#### Artículo
_____
Aunque desde el golpe de Estado, el ensayista estuvo impedido de ingresar al país, su conocimiento de nuestra realidad, desde la lejanía, es informado, preciso y concordante con la vivencia de quienes permanecieron en el territorio nacional asolados por el insilio o desarraigo interior. Siguiendo de cerca las transformaciones operadas en el país a partir de 1973 bajo el régimen autoritario, describe la dramática experiencia de represión sufrida por el pueblo, sus organizaciones y dirigentes. Sus palabras del epígrafe de esta sección resumen su denuncia del oprobio impuesto en esos años.
Por otro lado, aborda el experimento social llevado a cabo también con arbitrariedad en el terreno económico: la usurpación de las tierras entregadas a los trabajadores del campo por la Reforma Agraria; la reprivatización del sistema bancario y financiero; y la imposición de un modelo económico inspirado por la ideología ultraliberal de la Escuela de Chicago. Todas estas medidas de la dictadura orientadas a favorecer a los grupos privados, más la alianza con el gran capital trasnacional, permitieron en poco tiempo reconstituir las bases del poder económico de la burguesía chilena. Ello, con un altísimo costo social: el “tratamiento de shock” de l975-76 –anota–, logró bajar la inflación, pero aumentó el desempleo del 9,7% al 18.7% entre 1974-76; el Producto Nacional Bruto disminuyó a un 12,9% en 1975; y, la producción industrial bajó un 27%.
_____
#### Contenido de datos

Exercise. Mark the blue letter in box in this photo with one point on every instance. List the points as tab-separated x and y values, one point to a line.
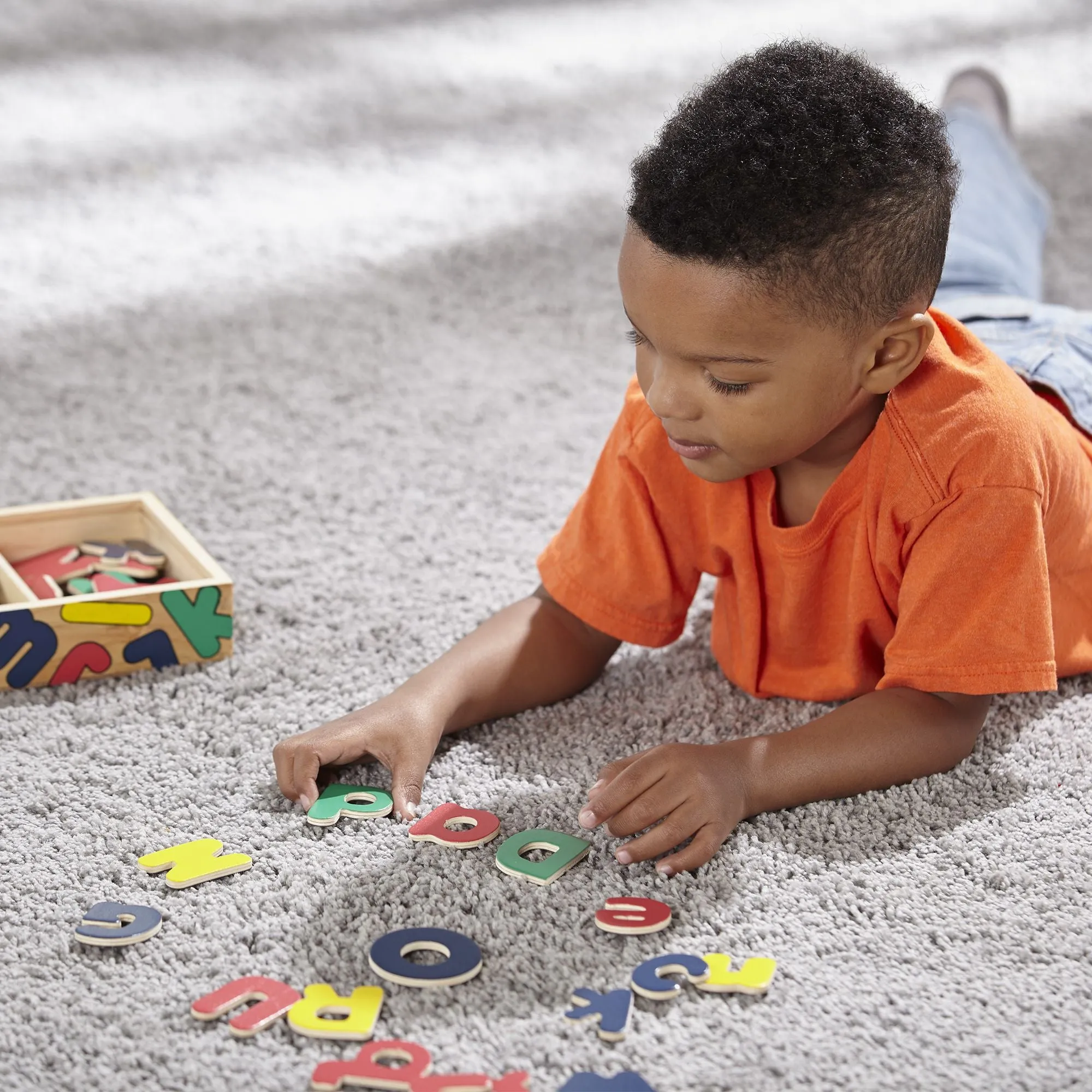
22	627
_____
#### Requisitos del ejercicio
1) ¿Qué medidas tomadas en el terreno económico enumera el artículo justo después de las palabras "en el terreno económico"? Menciónalas todas.
2) Transcribe del artículo, sin cambios, el pasaje que va de "Por otro lado, aborda" a "bajó un 27%.".

#### Soluciones
1)
- La usurpación de las tierras entregadas a los trabajadores del campo por la Reforma Agraria.
- La reprivatización del sistema bancario y financiero.
- La imposición de un modelo económico inspirado por la ideología ultraliberal de la Escuela de Chicago.

2)
Por otro lado, aborda el experimento social llevado a cabo también con arbitrariedad en el terreno económico: la usurpación de las tierras entregadas a los trabajadores del campo por la Reforma Agraria; la reprivatización del sistema bancario y financiero; y la imposición de un modelo económico inspirado por la ideología ultraliberal de la Escuela de Chicago. Todas estas medidas de la dictadura orientadas a favorecer a los grupos privados, más la alianza con el gran capital trasnacional, permitieron en poco tiempo reconstituir las bases del poder económico de la burguesía chilena. Ello, con un altísimo costo social: el “tratamiento de shock” de l975-76 –anota–, logró bajar la inflación, pero aumentó el desempleo del 9,7% al 18.7% entre 1974-76; el Producto Nacional Bruto disminuyó a un 12,9% en 1975; y, la producción industrial bajó un 27%.